--- Reading passage Enclosed Below ---

Dendreon research shows promising activity of Provenge in combination with Avastin

09-Jun-2006

Dendreon Corporation announced that the results from a National Cancer Institute (NCI)-sponsored Phase 2 study of its PROVENGE® (sipuleucel-T) active cellular immunotherapy for prostate cancer in combination with Avastin® (bevacizumab) have been published in 'Cancer'. The research which was authored by Dr. Brian I. Rini, associate professor of medicine at Cleveland Clinic Taussig Cancer Center and colleagues from the University of California San Francisco, showed the combination immunotherapy significantly increased the prostate-specific antigen doubling time (PSADT) in patients with prostate cancer that had relapsed after prior surgical and radiation therapy.

--- End of Enclosed Reading passage ---

* What to work on *
[A] List every organization named in the news item on Provenge and Avastin.
[B] Using the news item on Provenge and Avastin, explain what study finding supports the headline's claim of promising activity.
[C] Write the next few sentences of the news item on Provenge and Avastin, picking up right after its final sentence.
The lines after this come from a different source than the news item on Provenge and Avastin.

--- Dataset extract Enclosed Below ---

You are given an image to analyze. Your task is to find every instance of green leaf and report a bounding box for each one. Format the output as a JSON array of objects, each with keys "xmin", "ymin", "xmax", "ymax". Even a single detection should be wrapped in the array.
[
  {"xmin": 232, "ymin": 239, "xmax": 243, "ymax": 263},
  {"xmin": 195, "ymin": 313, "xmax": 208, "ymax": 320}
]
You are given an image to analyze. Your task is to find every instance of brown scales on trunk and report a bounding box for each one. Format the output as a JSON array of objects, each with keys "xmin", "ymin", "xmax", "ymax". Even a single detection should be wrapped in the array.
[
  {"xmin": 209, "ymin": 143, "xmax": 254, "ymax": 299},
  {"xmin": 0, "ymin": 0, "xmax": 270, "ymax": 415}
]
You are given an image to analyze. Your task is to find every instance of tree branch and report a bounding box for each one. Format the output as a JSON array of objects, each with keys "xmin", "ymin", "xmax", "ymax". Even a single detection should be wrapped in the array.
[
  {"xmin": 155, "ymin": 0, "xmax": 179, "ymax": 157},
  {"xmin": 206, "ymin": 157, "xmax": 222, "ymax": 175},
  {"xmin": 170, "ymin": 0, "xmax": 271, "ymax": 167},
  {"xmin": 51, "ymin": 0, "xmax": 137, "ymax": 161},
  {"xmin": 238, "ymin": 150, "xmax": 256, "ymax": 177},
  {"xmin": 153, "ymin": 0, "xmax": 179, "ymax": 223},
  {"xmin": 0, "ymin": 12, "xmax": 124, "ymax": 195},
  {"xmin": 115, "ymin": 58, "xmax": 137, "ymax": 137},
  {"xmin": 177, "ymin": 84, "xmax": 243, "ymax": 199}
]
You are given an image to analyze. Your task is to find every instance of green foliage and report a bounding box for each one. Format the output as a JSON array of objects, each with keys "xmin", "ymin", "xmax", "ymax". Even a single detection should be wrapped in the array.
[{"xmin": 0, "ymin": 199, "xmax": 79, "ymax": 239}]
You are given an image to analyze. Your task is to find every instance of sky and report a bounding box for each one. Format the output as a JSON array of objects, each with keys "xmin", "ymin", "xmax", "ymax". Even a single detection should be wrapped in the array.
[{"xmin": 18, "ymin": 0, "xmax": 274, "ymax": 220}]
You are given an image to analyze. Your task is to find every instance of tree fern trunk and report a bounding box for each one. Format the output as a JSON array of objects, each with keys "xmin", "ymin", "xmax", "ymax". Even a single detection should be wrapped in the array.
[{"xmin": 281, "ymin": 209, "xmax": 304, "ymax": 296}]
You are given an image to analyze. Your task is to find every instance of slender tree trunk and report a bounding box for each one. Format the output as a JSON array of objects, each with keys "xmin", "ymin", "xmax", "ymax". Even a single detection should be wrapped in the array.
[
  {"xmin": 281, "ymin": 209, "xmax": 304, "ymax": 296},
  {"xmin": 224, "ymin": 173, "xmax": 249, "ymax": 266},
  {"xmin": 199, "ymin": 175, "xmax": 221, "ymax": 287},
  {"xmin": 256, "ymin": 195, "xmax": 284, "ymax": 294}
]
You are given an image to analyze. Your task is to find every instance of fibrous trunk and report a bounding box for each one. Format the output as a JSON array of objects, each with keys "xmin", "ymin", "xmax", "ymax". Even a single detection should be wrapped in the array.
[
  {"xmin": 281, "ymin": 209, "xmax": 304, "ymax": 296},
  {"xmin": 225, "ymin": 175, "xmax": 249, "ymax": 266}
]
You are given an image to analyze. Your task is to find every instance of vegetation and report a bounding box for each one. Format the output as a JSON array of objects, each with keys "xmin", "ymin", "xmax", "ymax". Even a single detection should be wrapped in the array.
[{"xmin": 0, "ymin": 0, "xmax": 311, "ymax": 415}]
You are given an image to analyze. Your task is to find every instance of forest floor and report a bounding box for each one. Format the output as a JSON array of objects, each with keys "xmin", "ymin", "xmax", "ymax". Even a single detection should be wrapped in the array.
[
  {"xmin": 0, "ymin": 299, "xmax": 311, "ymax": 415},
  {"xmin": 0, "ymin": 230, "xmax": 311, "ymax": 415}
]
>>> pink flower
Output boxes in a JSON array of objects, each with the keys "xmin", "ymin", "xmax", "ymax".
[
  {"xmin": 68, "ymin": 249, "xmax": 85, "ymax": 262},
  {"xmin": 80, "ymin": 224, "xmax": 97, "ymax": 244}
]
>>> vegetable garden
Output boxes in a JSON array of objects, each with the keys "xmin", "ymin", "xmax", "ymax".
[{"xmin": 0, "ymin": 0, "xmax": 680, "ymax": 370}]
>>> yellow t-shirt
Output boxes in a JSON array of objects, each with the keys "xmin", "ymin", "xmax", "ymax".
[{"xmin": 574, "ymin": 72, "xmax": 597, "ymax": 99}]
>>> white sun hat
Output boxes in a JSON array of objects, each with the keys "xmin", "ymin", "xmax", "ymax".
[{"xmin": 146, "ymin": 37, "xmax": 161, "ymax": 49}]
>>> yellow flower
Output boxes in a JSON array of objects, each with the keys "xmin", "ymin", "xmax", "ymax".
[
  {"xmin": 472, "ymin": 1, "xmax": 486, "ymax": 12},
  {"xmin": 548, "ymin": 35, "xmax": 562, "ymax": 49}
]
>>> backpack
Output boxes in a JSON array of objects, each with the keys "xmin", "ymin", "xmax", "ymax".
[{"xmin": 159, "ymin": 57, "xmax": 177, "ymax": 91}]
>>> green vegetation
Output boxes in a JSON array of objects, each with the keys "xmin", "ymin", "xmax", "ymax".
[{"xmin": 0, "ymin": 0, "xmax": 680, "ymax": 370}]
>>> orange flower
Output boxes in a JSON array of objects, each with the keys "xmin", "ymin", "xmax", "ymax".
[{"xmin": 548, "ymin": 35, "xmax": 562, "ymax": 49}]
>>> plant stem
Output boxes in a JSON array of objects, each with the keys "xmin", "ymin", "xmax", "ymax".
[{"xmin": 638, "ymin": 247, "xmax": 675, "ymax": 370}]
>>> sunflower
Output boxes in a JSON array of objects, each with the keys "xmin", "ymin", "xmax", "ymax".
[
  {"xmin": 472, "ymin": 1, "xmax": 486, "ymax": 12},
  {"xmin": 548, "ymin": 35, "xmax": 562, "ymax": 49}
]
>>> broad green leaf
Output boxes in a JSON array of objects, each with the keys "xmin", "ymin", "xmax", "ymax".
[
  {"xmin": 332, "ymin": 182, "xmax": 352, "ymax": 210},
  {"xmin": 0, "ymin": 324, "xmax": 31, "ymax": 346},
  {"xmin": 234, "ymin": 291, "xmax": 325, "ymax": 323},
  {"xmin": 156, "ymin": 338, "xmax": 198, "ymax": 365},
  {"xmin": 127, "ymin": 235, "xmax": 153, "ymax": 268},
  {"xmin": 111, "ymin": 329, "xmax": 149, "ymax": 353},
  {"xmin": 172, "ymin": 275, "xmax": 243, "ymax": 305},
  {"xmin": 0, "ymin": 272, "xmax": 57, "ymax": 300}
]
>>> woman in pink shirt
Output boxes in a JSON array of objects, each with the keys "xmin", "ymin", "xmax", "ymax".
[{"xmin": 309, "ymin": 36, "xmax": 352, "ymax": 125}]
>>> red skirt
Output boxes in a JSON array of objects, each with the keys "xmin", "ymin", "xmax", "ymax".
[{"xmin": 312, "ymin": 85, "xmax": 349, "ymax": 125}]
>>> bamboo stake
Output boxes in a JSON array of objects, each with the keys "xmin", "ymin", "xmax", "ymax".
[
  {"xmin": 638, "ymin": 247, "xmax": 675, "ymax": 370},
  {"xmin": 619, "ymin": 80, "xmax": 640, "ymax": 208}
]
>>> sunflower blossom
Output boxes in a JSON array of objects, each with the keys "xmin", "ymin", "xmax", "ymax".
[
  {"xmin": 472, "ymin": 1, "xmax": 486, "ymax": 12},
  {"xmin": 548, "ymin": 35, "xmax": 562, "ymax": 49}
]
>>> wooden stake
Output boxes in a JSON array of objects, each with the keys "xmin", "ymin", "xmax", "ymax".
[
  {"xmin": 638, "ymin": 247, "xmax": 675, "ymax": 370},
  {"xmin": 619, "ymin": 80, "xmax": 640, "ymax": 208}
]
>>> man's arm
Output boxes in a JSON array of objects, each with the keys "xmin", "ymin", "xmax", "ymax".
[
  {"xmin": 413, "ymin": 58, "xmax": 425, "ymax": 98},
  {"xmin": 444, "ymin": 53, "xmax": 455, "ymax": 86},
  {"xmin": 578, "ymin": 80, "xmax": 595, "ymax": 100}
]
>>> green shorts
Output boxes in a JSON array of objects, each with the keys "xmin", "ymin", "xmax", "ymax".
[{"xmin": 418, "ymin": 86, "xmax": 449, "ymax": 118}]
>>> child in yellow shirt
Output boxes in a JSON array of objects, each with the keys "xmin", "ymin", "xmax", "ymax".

--- End of Enclosed Dataset extract ---

* Responses for each task *
[A]
Dendreon Corporation
National Cancer Institute (NCI)
Cleveland Clinic Taussig Cancer Center
University of California San Francisco

[B] The Phase 2 study found that Provenge combined with Avastin significantly increased the prostate-specific antigen doubling time (PSADT). The patients in the study had prostate cancer that had relapsed after prior surgical and radiation therapy.

[C]
The 22-patient, single-arm trial, known as the P-16 study, followed subjects with androgen-dependent prostate cancer whose cancer had relapsed following surgical or radiation therapy. Investigators found that a combination of PROVENGE and Avastin extended PSADT of the 21 evaluable patients by more than 85 percent from 6.9 months before treatment to 12.7 months after treatment (p=0.01). In addition, 29 percent of patients (6 men) had a more than 200 percent increase in their PSADT following combination therapy. PSADT is currently considered a predictor of prognosis in early stage prostate cancer. Furthermore, the treatment led to PSA reductions in 9 of 21 (43 percent) of evaluable patients, including 1 patient with a PSA reduction of more than 50 percent, and 3 patients with PSA reductions of more than 25 percent. All patients monitored for an immune response to PROVENGE (9 patients) demonstrated an immune response against the target recombinant antigen PA2024, a fusion protein composed of prostatic acid phosphatase (PAP), and a cytokine, GM-CSF. In addition, the patient with the greatest increase in immunity, a more than 130-fold increase, also had the most dramatic PSA response, with a PSA reduction of 72 percent, and subsequent PSA stabilization lasting more than 2 years (108 weeks) from the initiation of therapy.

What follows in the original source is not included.